── Passage for review ──
By Rob Stone, M.D.
Bloomington (Ind.) Herald-Times, October 16, 2017
Donald Trump has done for health care what no Democrat was ever able to do: He has made the Affordable Care Act popular. The Senate has tried and failed three times to repeal and replace the ACA. What next?
One thing is certain — it is difficult to predict the future. The most unlikely things have come to pass the last two years: Almost no one predicted that Donald Trump would win the Republican nomination, Bernie Sanders would win the Indiana Democratic primary, and then Trump would win the presidency. Absolutely no one in either party predicted the ACA would still be standing at the end of September 2017.
Is there a way for Republicans to repeal their hated Obamacare and replace it with something that both keeps Trump’s campaign promise to “cover everybody” and that Democrats would get behind? A bipartisan solution?
The answer is hiding in plain sight — repeal Obamacare and replace it with universal Medicare. It will never happen, you say? Stranger things keep happening. Bernie Sanders has introduced such a bill in the Senate, with 16 Senate co-sponsors. The companion bill in the House has 120 co-sponsors.
The great humanitarian-physician Dr. Paul Farmer said, “I can’t show you exactly how health care is a basic human right. But what I can argue is that no one should have to die of a disease that is treatable.”
Especially in the richest nation on earth. I believe everyone deserves health care. You may not believe health care is a “right,” but please tell me whom you believe does not deserve health care.
Medicare already takes care of the sickest and most expensive Americans. Simply expand it to cover everyone. In the process, improve it, remove the co-pays and deductibles and add better hearing and dental coverage. We don’t have to re-invent the wheel.
There is wide agreement that a universal Medicare program is the ideal way to take care of everyone and control costs. The greatest barrier is those who say it can never happen, that it is pie-in-the-sky, that the corporate power against it is too great.
───
── Given records ──
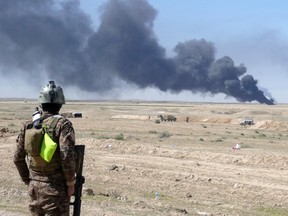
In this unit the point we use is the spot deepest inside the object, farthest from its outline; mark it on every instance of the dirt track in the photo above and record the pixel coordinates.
───
── Given records ──
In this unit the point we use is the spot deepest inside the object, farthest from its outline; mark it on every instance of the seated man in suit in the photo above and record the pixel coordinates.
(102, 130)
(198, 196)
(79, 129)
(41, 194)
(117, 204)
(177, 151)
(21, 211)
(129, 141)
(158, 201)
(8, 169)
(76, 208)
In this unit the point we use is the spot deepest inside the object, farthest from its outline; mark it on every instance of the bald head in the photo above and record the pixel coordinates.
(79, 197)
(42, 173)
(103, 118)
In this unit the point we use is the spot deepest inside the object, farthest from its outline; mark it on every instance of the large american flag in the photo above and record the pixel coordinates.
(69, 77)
───
### Work to complete
- a) In the piece on universal Medicare, how many co-sponsors does the companion bill in the House have?
- b) Repeat the piece on universal Medicare word for word, beginning at the words "The great humanitarian-physician" and stopping after "re-invent the wheel.".

### Solutions to each task
- a) 120 co-sponsors.

- b)
The great humanitarian-physician Dr. Paul Farmer said, “I can’t show you exactly how health care is a basic human right. But what I can argue is that no one should have to die of a disease that is treatable.”
Especially in the richest nation on earth. I believe everyone deserves health care. You may not believe health care is a “right,” but please tell me whom you believe does not deserve health care.
Medicare already takes care of the sickest and most expensive Americans. Simply expand it to cover everyone. In the process, improve it, remove the co-pays and deductibles and add better hearing and dental coverage. We don’t have to re-invent the wheel.